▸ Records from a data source

'''

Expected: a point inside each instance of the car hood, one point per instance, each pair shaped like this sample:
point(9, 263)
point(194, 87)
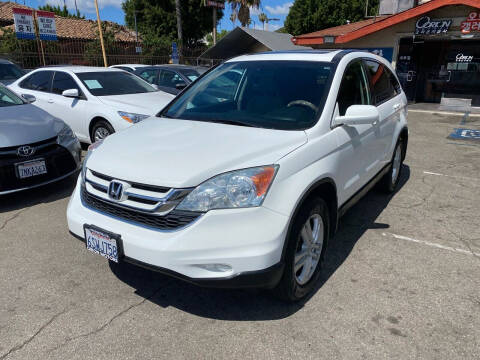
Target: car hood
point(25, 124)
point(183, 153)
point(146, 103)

'''
'''

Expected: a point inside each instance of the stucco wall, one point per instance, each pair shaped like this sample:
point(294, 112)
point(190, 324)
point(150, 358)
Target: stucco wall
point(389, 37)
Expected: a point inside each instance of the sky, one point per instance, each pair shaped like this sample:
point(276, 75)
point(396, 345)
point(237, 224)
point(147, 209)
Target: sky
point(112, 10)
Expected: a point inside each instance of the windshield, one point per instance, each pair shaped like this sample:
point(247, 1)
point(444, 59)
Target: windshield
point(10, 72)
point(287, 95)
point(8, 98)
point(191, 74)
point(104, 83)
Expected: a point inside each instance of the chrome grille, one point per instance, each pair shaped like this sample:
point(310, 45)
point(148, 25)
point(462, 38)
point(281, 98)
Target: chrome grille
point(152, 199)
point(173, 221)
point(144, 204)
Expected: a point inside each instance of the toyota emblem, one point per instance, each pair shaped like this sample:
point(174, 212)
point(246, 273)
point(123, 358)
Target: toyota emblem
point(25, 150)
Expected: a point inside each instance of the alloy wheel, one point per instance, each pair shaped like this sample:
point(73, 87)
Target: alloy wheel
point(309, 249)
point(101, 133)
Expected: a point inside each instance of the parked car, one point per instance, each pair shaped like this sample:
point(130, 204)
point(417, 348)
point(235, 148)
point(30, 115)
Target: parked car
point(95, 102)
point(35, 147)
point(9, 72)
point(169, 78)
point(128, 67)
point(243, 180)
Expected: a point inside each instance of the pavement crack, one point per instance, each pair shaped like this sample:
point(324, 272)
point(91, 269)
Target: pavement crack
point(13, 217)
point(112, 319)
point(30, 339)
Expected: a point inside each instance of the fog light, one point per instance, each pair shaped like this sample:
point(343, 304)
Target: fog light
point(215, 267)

'''

▸ Task description
A single number is the answer: the count of lines above that include the string "pair".

▸ Answer box
10